→ **DESCRIPTION OF THE TASK**
Pull out, word for word, the stretch from the start of the entries through the line containing "140 92 264 175", including both ends. Leave the pictures out of your answer.

.....

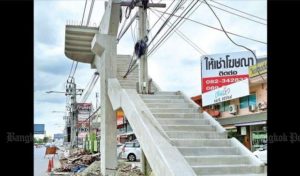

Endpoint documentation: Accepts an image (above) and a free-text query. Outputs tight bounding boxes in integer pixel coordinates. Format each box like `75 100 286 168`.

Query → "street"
34 147 59 176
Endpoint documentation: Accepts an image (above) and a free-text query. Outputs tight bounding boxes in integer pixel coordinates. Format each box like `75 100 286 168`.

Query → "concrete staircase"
117 55 158 92
109 56 265 176
140 92 264 175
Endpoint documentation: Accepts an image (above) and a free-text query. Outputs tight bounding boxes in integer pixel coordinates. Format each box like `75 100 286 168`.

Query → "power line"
210 0 267 21
148 1 186 46
153 9 267 44
206 4 267 25
72 61 78 78
204 0 264 80
81 0 87 26
149 4 206 55
149 0 198 55
86 0 95 26
68 61 74 78
149 0 175 32
83 106 101 122
148 1 206 56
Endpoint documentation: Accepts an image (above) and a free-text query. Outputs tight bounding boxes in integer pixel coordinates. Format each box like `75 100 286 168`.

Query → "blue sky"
34 0 267 135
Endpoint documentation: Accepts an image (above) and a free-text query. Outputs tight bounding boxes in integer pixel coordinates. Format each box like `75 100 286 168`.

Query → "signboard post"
77 103 92 140
202 79 249 106
34 124 45 134
201 51 256 93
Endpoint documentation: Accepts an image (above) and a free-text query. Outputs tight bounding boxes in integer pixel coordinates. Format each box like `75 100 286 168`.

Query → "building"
192 59 268 151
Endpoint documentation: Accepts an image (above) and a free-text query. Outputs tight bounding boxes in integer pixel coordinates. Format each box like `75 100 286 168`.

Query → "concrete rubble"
50 149 144 176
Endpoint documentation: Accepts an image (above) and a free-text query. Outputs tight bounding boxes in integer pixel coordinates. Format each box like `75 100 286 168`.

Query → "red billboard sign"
201 51 256 93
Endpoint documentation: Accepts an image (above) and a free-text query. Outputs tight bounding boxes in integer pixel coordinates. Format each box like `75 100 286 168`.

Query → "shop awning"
223 125 236 130
235 121 267 126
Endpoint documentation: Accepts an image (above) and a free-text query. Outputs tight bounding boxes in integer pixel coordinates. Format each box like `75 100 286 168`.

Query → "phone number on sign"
205 78 246 84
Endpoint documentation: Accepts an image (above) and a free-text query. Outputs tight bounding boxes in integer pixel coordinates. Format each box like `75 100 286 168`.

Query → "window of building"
240 93 256 109
218 101 230 112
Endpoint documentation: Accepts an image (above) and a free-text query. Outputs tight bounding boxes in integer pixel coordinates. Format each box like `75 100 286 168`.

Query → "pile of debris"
54 150 100 174
116 162 144 176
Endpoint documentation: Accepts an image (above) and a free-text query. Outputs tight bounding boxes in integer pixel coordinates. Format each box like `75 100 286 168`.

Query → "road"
34 147 59 176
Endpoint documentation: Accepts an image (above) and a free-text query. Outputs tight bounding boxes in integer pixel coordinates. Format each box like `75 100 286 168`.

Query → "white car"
121 142 141 161
253 145 268 164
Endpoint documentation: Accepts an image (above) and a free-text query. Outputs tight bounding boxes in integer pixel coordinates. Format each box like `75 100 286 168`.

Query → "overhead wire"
149 0 175 32
204 0 264 80
86 0 95 26
148 1 206 56
210 0 267 21
148 0 198 55
81 0 87 26
149 4 206 56
210 4 267 26
153 9 267 45
148 0 186 46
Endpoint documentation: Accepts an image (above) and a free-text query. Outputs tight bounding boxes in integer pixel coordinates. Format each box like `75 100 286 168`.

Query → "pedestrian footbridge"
65 26 264 176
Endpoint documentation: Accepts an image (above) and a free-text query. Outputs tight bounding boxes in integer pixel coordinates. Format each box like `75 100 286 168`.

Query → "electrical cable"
81 0 87 26
148 0 198 55
204 0 264 81
148 1 206 56
210 4 267 26
148 4 206 56
86 0 95 26
149 0 175 31
210 0 267 21
153 9 267 44
148 0 183 46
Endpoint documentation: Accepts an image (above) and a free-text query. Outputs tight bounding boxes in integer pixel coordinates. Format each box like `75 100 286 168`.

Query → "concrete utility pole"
121 0 166 94
91 0 165 175
138 7 149 94
66 77 83 149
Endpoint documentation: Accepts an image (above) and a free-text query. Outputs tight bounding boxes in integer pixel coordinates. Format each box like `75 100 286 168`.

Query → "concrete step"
162 124 216 132
145 102 192 108
171 137 231 147
143 99 185 103
192 164 263 175
117 70 139 76
117 78 139 83
155 91 180 95
177 147 239 157
117 68 139 73
156 118 209 125
152 113 203 118
149 108 200 113
165 131 227 139
141 94 183 100
120 81 136 87
121 85 136 90
185 155 250 166
198 173 267 176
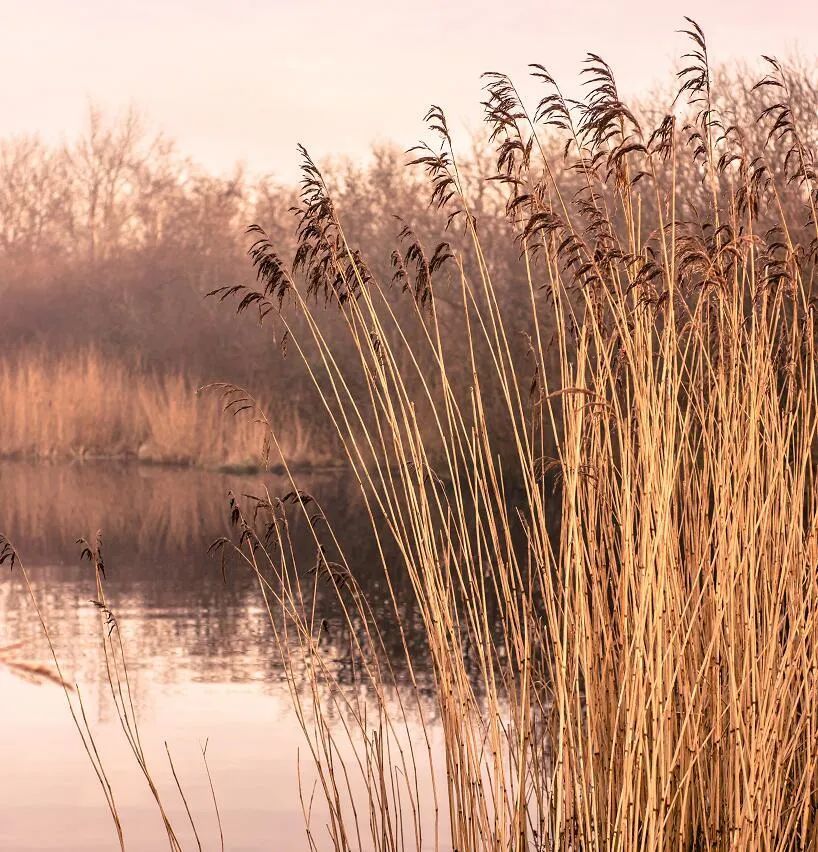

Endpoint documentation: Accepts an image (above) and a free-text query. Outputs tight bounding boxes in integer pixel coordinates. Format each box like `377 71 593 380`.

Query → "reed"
0 349 331 468
0 16 818 852
214 21 818 852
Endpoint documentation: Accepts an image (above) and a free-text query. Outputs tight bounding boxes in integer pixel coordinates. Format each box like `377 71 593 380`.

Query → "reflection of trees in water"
0 462 552 708
0 462 434 704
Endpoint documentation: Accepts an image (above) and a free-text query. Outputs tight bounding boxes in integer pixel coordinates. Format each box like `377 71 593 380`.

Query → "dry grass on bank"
209 28 818 852
0 350 327 467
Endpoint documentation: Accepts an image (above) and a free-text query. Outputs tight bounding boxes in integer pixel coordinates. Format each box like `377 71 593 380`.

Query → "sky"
0 0 818 180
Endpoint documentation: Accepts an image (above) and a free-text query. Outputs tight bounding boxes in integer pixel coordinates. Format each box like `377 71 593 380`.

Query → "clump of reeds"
214 22 818 852
0 350 331 467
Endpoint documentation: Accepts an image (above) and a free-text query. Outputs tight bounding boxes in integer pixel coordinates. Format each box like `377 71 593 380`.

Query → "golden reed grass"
0 349 327 467
4 22 818 852
209 22 818 852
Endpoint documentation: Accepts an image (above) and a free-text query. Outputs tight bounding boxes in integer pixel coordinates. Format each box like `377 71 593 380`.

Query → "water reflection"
0 462 434 850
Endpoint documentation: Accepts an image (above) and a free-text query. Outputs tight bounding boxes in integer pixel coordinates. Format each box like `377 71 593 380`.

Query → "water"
0 462 434 851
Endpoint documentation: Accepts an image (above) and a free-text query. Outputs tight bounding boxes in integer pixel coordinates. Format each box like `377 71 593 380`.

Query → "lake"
0 462 444 852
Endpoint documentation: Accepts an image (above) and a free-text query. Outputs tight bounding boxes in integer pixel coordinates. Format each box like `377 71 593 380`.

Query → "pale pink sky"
0 0 818 178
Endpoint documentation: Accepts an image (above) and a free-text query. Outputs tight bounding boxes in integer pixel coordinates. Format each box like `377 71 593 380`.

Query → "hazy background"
0 0 818 179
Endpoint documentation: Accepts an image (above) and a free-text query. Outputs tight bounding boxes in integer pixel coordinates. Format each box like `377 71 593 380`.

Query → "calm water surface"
0 462 434 850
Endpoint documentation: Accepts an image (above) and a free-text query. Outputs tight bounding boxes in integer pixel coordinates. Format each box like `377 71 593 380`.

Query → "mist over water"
0 462 431 850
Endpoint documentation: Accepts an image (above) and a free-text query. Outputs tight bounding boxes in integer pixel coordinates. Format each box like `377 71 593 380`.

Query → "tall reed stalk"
215 22 818 852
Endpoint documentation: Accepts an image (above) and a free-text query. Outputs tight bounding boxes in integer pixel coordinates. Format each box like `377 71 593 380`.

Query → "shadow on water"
0 462 434 700
0 462 444 850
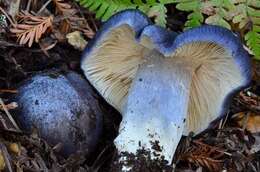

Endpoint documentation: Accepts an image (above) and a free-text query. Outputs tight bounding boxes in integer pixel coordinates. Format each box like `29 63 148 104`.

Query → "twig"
0 143 13 172
25 0 32 12
8 0 21 19
36 0 52 15
0 6 15 26
0 98 21 132
242 112 250 131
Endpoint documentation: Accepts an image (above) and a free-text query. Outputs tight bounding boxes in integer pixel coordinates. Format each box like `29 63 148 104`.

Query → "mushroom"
81 10 251 163
15 70 102 156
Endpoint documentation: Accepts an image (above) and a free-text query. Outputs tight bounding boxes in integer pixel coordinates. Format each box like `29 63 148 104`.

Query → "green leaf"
148 5 167 27
176 0 200 11
205 14 231 29
245 28 260 60
185 11 204 29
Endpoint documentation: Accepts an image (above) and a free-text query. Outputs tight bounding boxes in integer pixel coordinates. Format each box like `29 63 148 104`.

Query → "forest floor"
0 1 260 172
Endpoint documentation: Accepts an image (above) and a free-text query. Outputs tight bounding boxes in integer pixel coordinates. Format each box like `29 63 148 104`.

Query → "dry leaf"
52 0 76 15
66 31 87 50
0 151 5 171
232 112 260 133
10 14 53 47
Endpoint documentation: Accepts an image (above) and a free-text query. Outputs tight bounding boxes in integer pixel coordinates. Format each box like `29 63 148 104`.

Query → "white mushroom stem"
115 51 192 163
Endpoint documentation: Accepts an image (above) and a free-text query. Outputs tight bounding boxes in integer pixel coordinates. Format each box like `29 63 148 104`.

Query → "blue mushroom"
81 10 251 163
16 71 102 156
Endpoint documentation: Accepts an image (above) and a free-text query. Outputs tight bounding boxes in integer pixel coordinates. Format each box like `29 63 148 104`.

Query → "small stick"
26 0 32 12
0 98 21 132
242 112 250 131
36 0 52 15
0 6 15 26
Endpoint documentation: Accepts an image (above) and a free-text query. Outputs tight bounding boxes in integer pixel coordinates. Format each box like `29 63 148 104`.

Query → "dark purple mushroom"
16 71 102 156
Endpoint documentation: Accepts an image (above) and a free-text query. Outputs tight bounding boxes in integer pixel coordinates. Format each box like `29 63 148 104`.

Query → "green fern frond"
76 0 177 26
176 0 260 60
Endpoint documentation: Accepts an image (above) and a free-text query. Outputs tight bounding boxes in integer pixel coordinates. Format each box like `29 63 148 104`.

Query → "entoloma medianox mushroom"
81 10 251 162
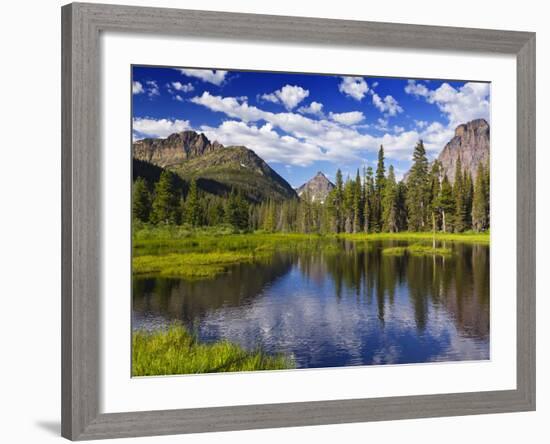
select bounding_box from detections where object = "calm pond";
[132,241,490,368]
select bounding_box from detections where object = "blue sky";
[132,66,490,187]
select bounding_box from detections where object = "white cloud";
[393,125,405,134]
[338,77,369,101]
[372,93,403,117]
[168,82,195,93]
[414,120,428,129]
[132,80,160,99]
[132,117,191,138]
[405,80,490,128]
[176,68,227,86]
[375,118,389,131]
[261,85,309,110]
[132,81,145,94]
[145,80,160,98]
[191,91,265,122]
[191,92,462,165]
[405,80,429,97]
[329,111,365,125]
[297,102,324,117]
[201,120,322,166]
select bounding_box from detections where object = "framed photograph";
[62,3,535,440]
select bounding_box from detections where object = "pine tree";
[363,166,375,233]
[429,160,441,232]
[151,171,180,224]
[439,174,455,233]
[225,188,250,231]
[472,163,488,232]
[372,145,386,232]
[453,156,468,233]
[332,169,344,233]
[382,165,399,233]
[263,199,275,233]
[132,177,151,222]
[353,168,365,233]
[407,140,430,231]
[342,177,355,233]
[185,179,201,227]
[396,181,408,231]
[464,171,474,230]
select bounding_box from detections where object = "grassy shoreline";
[132,325,295,376]
[132,225,490,279]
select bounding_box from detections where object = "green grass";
[382,244,453,256]
[338,231,490,244]
[132,325,295,376]
[132,224,490,279]
[132,251,272,279]
[382,247,407,256]
[407,244,453,256]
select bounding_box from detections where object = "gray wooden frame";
[62,3,535,440]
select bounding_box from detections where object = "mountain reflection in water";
[133,241,490,368]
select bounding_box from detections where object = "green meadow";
[132,324,294,376]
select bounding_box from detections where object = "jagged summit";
[437,119,491,183]
[296,171,334,203]
[133,131,297,202]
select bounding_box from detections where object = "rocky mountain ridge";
[437,119,491,183]
[296,171,335,203]
[133,131,297,202]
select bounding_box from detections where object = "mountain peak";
[133,131,297,202]
[437,119,491,183]
[133,130,223,167]
[296,171,334,203]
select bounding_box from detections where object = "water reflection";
[133,242,489,368]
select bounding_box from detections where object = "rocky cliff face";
[437,119,490,183]
[133,131,297,202]
[296,171,334,203]
[133,131,223,168]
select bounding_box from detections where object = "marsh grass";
[337,231,490,244]
[132,324,295,376]
[382,244,453,256]
[132,251,267,279]
[407,244,453,256]
[382,247,407,256]
[132,224,489,279]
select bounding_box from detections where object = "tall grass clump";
[132,324,295,376]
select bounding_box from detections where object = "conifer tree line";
[132,141,490,233]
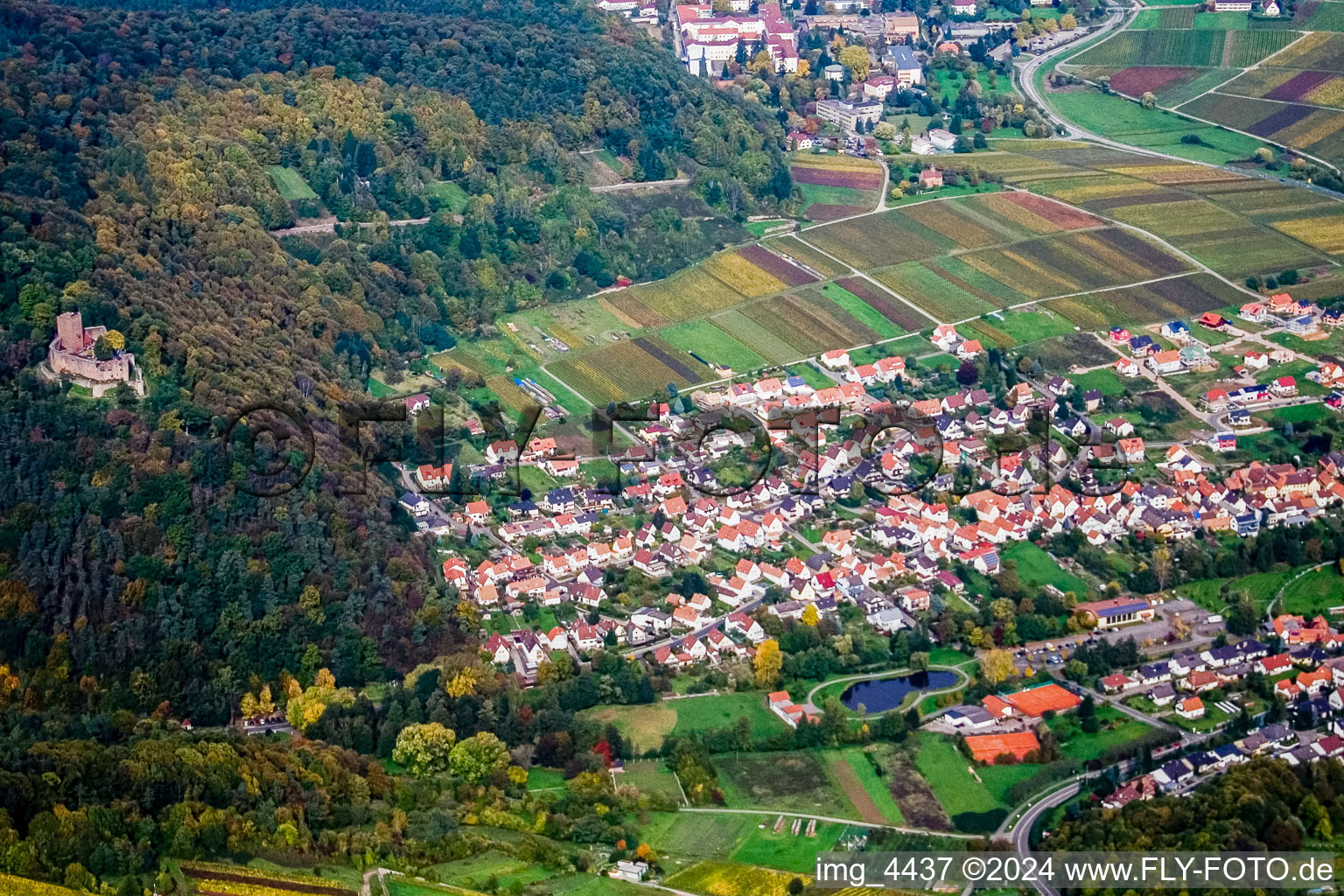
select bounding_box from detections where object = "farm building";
[985,683,1082,718]
[966,731,1040,765]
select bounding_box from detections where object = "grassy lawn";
[659,321,766,371]
[714,751,856,818]
[1050,707,1151,761]
[1284,565,1344,617]
[579,693,783,752]
[434,850,549,889]
[915,731,1039,819]
[1174,567,1312,612]
[785,364,836,389]
[1270,400,1334,429]
[527,768,564,790]
[1256,359,1329,395]
[424,180,469,215]
[542,874,649,896]
[840,747,906,825]
[578,701,677,752]
[821,284,906,339]
[1174,579,1227,612]
[928,648,975,666]
[989,308,1074,344]
[1001,542,1088,598]
[742,218,793,236]
[1068,368,1129,395]
[367,376,396,397]
[732,816,845,873]
[266,165,317,203]
[664,693,783,738]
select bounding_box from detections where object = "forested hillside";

.....

→ **SOLUTION FOR THIS PROBLEM**
Endpoint documentation: Accepts an image (above) and a free-text query. Outputs tight bounding boxes in integer pixel coordinates. Format each box like `75 100 286 168`.

Query → "street"
34 147 59 176
Endpoint documentation: Accepts an image (above) and a free-text query. Outputs tight bounding boxes in integer pixel coordinates. Format each box like `75 100 286 168`.

Query → "concrete staircase"
117 55 158 92
109 56 265 176
140 92 264 175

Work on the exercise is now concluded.